## START DATA SUPPLIED

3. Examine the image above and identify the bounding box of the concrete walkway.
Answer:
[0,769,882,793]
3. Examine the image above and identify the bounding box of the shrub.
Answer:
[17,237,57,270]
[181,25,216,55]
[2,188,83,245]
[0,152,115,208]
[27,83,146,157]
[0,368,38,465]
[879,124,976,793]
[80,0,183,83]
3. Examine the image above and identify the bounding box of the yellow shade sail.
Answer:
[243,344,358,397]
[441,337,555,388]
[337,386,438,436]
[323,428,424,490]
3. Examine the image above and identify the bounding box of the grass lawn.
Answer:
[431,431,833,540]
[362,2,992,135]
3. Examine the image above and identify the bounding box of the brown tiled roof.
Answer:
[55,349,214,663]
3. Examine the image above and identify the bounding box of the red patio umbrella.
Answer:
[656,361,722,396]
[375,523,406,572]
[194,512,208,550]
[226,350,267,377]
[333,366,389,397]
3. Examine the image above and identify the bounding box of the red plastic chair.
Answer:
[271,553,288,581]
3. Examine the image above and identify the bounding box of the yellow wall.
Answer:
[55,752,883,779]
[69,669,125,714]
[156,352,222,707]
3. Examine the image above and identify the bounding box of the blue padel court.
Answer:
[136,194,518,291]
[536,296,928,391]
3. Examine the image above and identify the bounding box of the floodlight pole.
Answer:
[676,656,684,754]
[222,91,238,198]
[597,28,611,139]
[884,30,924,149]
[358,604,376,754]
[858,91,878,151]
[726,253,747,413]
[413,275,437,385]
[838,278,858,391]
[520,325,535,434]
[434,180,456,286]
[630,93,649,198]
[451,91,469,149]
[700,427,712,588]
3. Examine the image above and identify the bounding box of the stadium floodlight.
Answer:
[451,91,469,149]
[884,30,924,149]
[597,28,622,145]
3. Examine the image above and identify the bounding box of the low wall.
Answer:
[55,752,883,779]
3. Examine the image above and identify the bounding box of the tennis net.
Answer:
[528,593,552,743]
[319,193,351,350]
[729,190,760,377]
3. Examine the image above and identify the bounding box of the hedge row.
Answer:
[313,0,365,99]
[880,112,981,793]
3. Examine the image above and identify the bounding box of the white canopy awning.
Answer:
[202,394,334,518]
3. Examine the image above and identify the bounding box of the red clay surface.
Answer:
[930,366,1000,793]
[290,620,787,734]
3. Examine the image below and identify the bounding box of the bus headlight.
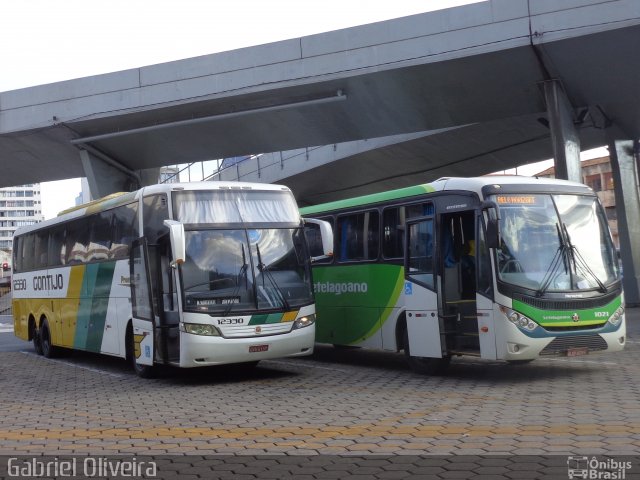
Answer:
[608,306,624,327]
[292,313,316,330]
[180,323,220,337]
[500,307,538,332]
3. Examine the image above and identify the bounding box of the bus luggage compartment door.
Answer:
[476,294,498,360]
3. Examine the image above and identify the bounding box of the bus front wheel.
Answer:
[403,329,451,375]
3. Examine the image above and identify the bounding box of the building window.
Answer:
[602,172,614,190]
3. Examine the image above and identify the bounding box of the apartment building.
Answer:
[0,183,44,252]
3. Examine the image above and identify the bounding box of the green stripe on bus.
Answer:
[249,313,269,325]
[513,297,622,327]
[300,184,435,216]
[313,263,404,345]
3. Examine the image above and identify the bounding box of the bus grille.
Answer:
[219,322,293,338]
[540,335,607,355]
[513,289,620,310]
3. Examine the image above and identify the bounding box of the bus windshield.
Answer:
[182,228,313,315]
[173,189,300,224]
[492,194,620,296]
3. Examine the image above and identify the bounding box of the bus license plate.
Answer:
[249,345,269,353]
[567,347,589,357]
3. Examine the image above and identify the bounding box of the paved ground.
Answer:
[0,309,640,478]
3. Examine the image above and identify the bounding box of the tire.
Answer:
[31,324,43,355]
[127,328,158,378]
[39,319,58,358]
[403,328,451,375]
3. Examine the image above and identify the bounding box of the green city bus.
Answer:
[301,176,626,374]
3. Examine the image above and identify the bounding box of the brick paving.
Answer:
[0,309,640,478]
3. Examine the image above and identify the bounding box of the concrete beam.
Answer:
[80,149,141,200]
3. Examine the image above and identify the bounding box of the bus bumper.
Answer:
[496,319,627,361]
[180,323,316,368]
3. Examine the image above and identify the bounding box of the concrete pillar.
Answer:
[544,80,582,183]
[608,137,640,306]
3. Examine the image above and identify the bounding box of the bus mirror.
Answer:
[482,201,500,248]
[164,220,186,267]
[487,218,500,248]
[304,218,333,262]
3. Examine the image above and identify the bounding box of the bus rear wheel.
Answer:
[29,322,42,355]
[403,328,451,375]
[39,320,58,358]
[127,327,157,378]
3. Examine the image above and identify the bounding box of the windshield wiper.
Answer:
[536,223,570,297]
[222,244,249,316]
[256,245,291,310]
[562,223,607,293]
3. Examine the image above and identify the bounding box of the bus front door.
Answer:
[127,238,155,366]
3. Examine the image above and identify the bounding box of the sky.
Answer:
[0,0,608,218]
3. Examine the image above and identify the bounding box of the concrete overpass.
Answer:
[0,0,640,300]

## END DATA SUPPLIED

## [WHAT IS ASKED]
Recast the entries as a JSON list of strings, one string per line with blank lines omitted, starting with the line that contains "the bus bumper." and going on through the final line of the entries.

## [RESPONSE TO THIS EXERCISE]
[
  "3. Examine the image above and identify the bounding box of the bus bumper.",
  "Answer:",
  "[496,319,627,361]",
  "[180,323,316,368]",
  "3. Examine the image above and identify the bounding box of the concrete pillar.",
  "Answer:",
  "[544,80,582,183]",
  "[608,137,640,306]",
  "3. Examine the image above and identify the bounding box of the bus mirror.",
  "Answer:",
  "[482,201,500,248]",
  "[164,220,186,267]",
  "[487,218,500,248]",
  "[304,218,333,262]",
  "3. Examine the image above and identify the bounding box of the bus rear wheel.",
  "Answer:",
  "[29,322,42,355]",
  "[403,328,451,375]",
  "[39,320,58,358]",
  "[127,327,157,378]",
  "3. Examine the image above and identify the bounding box of the windshield wiper.",
  "Answer:",
  "[536,223,570,297]",
  "[222,244,249,316]",
  "[256,245,291,310]",
  "[562,223,607,293]",
  "3. Examine the image above and identify the bounding box of the bus front door.",
  "Answer:",
  "[127,238,155,366]",
  "3. Examine the image above and identify the bounding box of the sky.",
  "Answer:",
  "[0,0,608,218]",
  "3. Examine the image above and identify the bounding box of the concrete overpass.",
  "Answer:",
  "[0,0,640,300]"
]